Skip any picture you find and retype all the remaining lines exactly.

--- begin Material supplied ---

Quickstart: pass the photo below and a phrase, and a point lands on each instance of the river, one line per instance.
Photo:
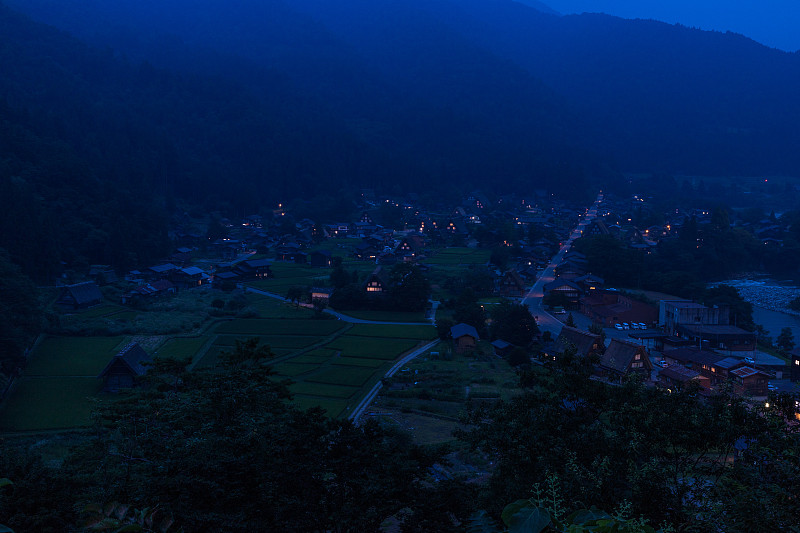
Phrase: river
(770, 299)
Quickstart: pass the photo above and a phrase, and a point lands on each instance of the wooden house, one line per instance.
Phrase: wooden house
(124, 369)
(749, 381)
(794, 370)
(584, 342)
(570, 290)
(511, 284)
(465, 338)
(676, 377)
(377, 282)
(80, 296)
(149, 291)
(189, 277)
(254, 269)
(320, 259)
(622, 358)
(502, 348)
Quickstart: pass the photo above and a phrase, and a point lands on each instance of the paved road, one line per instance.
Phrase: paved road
(363, 404)
(353, 320)
(533, 298)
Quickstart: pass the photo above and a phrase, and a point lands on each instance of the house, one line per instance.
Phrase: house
(80, 296)
(320, 258)
(102, 274)
(676, 377)
(125, 368)
(511, 284)
(410, 247)
(590, 282)
(794, 371)
(570, 290)
(502, 348)
(465, 337)
(190, 277)
(160, 271)
(719, 337)
(572, 268)
(611, 307)
(365, 251)
(584, 342)
(254, 269)
(377, 281)
(321, 295)
(148, 291)
(749, 381)
(226, 279)
(622, 358)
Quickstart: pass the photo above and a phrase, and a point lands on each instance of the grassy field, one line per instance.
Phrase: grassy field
(460, 256)
(431, 388)
(388, 316)
(268, 307)
(72, 356)
(257, 326)
(372, 347)
(391, 330)
(273, 341)
(323, 389)
(342, 375)
(182, 347)
(49, 403)
(60, 388)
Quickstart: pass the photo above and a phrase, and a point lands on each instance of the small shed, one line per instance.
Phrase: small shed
(623, 357)
(80, 296)
(465, 337)
(124, 368)
(502, 348)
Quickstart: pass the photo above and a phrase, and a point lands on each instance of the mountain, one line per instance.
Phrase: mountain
(643, 94)
(539, 6)
(117, 110)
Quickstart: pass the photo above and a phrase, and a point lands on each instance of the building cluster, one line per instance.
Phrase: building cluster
(232, 252)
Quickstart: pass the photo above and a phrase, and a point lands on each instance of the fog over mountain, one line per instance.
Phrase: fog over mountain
(283, 97)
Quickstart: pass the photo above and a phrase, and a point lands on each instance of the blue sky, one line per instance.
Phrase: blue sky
(775, 23)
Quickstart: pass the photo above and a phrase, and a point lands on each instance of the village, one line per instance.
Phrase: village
(467, 260)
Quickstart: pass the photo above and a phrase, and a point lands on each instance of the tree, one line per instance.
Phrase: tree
(741, 311)
(339, 276)
(443, 326)
(513, 323)
(20, 315)
(785, 340)
(410, 288)
(296, 294)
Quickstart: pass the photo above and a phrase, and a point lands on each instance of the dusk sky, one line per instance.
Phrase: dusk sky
(774, 23)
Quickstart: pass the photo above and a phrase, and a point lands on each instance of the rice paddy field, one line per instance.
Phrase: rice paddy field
(331, 363)
(459, 256)
(60, 386)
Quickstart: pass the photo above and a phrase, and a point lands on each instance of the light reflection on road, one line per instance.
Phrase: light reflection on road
(533, 298)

--- end Material supplied ---

Solution below →
Quickstart: pass the photo below and a phrase, and a point lands on each instance of the river, one line per instance.
Photo:
Phrase: river
(770, 299)
Quickstart: pass the photo above and a phrase, and a point lands on each instance of the wooden house, one line per instance.
Phrase: wooden house
(124, 369)
(749, 381)
(794, 370)
(584, 342)
(570, 290)
(511, 284)
(465, 338)
(676, 377)
(377, 282)
(80, 296)
(149, 291)
(189, 277)
(254, 269)
(320, 259)
(622, 358)
(502, 348)
Quickstart: pass the photo above and a phrase, and a point lands on each instance of the paved road, one line per instance.
Phrase: paved road
(363, 404)
(353, 320)
(533, 298)
Quickstart: pass the photo above and a phrase, and a point lands on each instance of the house, one line per instance.
Phrase: house
(80, 296)
(320, 258)
(102, 274)
(676, 377)
(125, 368)
(511, 284)
(410, 247)
(590, 282)
(794, 371)
(570, 290)
(502, 348)
(465, 337)
(190, 277)
(160, 271)
(719, 337)
(572, 268)
(611, 307)
(365, 251)
(584, 342)
(254, 269)
(377, 281)
(321, 295)
(148, 291)
(749, 381)
(226, 279)
(622, 358)
Quickstart: pass the photo above and a phrase, and a point lands on each instance of the grassy field, one line per instance.
Phrase: grassy field
(460, 256)
(431, 388)
(388, 316)
(268, 307)
(72, 356)
(257, 326)
(372, 347)
(391, 330)
(273, 341)
(323, 389)
(342, 375)
(182, 347)
(49, 403)
(60, 388)
Quickstart: pass the photo above and a phrase, and a point lands on each instance of the small shed, one line per instance.
Phrase: small shed
(623, 357)
(80, 296)
(465, 337)
(124, 368)
(502, 348)
Quickstart: pass the photo above and a phrase, and a point lands on each instance of the mountain, one line per instance.
Phrase: mountain
(643, 94)
(539, 6)
(117, 110)
Quickstart: pass the photo above and a phrase, and a point lands on each instance of the building cluster, one line per instance.
Phrase: building cluster
(232, 252)
Quickstart: pass the photo above and a phrase, and a point lands on each instance of the fog over mountain, one line per instance.
Phrase: fog over mountain
(283, 97)
Quickstart: pass the photo above and a phrase, and a point lands on each instance of the blue sky, one line per instance.
Phrase: blue sky
(775, 23)
Quickstart: pass the photo above and a phrase, and a point lands on each instance of the village, one line per instance.
Phrase: village
(467, 260)
Quickstart: pass the photo above and a phrase, and a point lands on each instance of the tree, one line per instance.
Phrase: tree
(741, 311)
(339, 276)
(443, 326)
(513, 323)
(20, 315)
(785, 340)
(410, 288)
(296, 294)
Quickstart: pass the photo above and a phrase, and a point lands on each instance of the dusk sky, one line per instance.
Phrase: dusk sky
(774, 23)
Quickstart: pass the photo above and a phrase, and a point lands on each instance of the rice paddy field, one line per instance.
Phrase: rice paddy field
(331, 363)
(459, 256)
(60, 386)
Quickstart: pass the photo above and a phrase, and a point lands on each instance of the light reflection on road, one line per instance.
Phrase: light reflection on road
(533, 298)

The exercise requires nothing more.